### DOCUMENT EXCERPT
%%

# GH Dark Flake Scented



## funbags (Jan 19, 2011)

smoking my first bowl of GH DARK FLAKE SCENTED in my lakeland dedicated sasieni pipe(due to smoking nothing but ennerdale in it for the past 2 weeks with the occasional bowl of Carterhall). And it is STRONG and STOUT. Not at all soapy and floral like I expected. Reminds me alot of SG Brown Rope No.4 (which I love). Major in the nicotine department but pretty smooth for a big in your face smoke.

I was a little worried that I would get another Soap bomb (we all now the legend of the ennerdale) but I am real happy that DFS is a robust baccy. I will still enjoy smoking the ennerdale which is like smoking a British grannies crotch (yummy). but I may have found a new favorite.

For those that like em strong, Enjoy!


----------



## jtree26 (Aug 20, 2008)

I really enjoy Dark Flake scented. Sometimes if I'm not looking for too big of a nicotine bomb I will smoke a bowl of mixed Dark FLake Scented and Kendal Flake. I think the topping on both is pretty similar.


----------



## gahdzila (Apr 29, 2010)

Nice review. I enjoy Dark Flake Scented as well.


----------



## Zfog (Oct 16, 2010)

%%

Raw rows
%%

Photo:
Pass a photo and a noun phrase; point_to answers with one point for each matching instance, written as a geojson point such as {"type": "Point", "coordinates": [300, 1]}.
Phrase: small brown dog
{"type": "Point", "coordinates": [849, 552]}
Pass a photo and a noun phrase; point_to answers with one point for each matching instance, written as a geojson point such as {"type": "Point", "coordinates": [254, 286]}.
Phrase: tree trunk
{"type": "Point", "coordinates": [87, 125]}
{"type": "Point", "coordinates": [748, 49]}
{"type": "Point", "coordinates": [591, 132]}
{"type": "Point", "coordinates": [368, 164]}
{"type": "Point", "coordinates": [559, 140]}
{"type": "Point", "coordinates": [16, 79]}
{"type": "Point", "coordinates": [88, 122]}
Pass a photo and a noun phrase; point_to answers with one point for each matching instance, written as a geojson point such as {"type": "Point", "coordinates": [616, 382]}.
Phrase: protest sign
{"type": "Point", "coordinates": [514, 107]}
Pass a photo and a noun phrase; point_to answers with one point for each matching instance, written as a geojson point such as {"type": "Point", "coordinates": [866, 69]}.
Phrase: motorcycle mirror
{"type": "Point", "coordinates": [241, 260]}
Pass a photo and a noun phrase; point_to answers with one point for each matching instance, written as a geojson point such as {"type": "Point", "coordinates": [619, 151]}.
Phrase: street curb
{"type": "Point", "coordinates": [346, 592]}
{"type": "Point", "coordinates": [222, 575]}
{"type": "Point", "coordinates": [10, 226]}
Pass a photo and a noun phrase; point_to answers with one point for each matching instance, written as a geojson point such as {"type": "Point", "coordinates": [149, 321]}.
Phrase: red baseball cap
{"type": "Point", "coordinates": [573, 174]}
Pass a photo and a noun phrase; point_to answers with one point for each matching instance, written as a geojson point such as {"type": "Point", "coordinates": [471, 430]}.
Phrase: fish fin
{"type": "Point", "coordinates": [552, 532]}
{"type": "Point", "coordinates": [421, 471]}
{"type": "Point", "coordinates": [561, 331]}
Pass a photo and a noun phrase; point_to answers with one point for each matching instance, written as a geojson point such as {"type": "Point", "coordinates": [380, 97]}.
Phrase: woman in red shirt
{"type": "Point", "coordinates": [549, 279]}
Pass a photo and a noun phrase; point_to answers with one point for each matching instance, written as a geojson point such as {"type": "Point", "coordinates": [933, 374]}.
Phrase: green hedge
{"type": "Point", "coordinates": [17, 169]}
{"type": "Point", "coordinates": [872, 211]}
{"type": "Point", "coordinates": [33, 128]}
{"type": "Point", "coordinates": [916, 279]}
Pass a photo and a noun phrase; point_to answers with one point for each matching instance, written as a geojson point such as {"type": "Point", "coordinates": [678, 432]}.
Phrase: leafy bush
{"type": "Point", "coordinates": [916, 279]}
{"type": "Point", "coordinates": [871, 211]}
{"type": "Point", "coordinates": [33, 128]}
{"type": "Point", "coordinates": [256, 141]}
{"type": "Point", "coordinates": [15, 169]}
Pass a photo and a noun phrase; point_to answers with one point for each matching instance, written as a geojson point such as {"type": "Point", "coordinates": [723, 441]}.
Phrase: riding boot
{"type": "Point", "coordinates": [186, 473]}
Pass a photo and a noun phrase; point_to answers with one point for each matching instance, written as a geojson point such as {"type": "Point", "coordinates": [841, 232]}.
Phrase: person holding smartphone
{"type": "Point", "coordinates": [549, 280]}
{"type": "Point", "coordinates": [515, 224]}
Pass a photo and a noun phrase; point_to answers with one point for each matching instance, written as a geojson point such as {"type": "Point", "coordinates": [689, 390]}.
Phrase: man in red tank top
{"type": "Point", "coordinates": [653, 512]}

%%

### THE TASKS
[1] Please rewrite the part of the Dark Flake Scented thread starting with "smoking my first" and going on through "a new favorite.", swapping "baccy" for "tobacco".
[2] In the Dark Flake Scented thread, what does jtree26 mix with Dark Flake Scented when not wanting too big a nicotine bomb?
[3] Resume the Dark Flake Scented thread from its last line.

### RESPONSES
[1]
smoking my first bowl of GH DARK FLAKE SCENTED in my lakeland dedicated sasieni pipe(due to smoking nothing but ennerdale in it for the past 2 weeks with the occasional bowl of Carterhall). And it is STRONG and STOUT. Not at all soapy and floral like I expected. Reminds me alot of SG Brown Rope No.4 (which I love). Major in the nicotine department but pretty smooth for a big in your face smoke.

I was a little worried that I would get another Soap bomb (we all now the legend of the ennerdale) but I am real happy that DFS is a robust tobacco. I will still enjoy smoking the ennerdale which is like smoking a British grannies crotch (yummy). but I may have found a new favorite.

[2] Kendal Flake.

[3]
Thanks for the review, I love the stuff! I'm actually puffing on some Ennerdale as I type. Lol


----------



## funbags (Jan 19, 2011)

Zfog said:


> Thanks for the review, I love the stuff! I'm actually puffing on some Ennerdale as I type. Lol


Zfog, do you also get that British Grannie crotch goodness from the ennerdale??


----------



## freestoke (Feb 13, 2011)

Thanks for the review, Jake. :tu Sounds a bit better than the Brown Flake Scented that seemed to zap my tongue and mouth for some reason (and not an isolated reaction, apparently). Not sure I'll try it, but I'll keep it in mind!


----------



## TonyBrooklyn (Jan 28, 2010)

Thanks for the review sounds yummy!:first:


----------



## Zfog (Oct 16, 2010)

funbags said:


> Zfog, do you also get that British Grannie crotch goodness from the ennerdale??


That's the only reason I smoke it!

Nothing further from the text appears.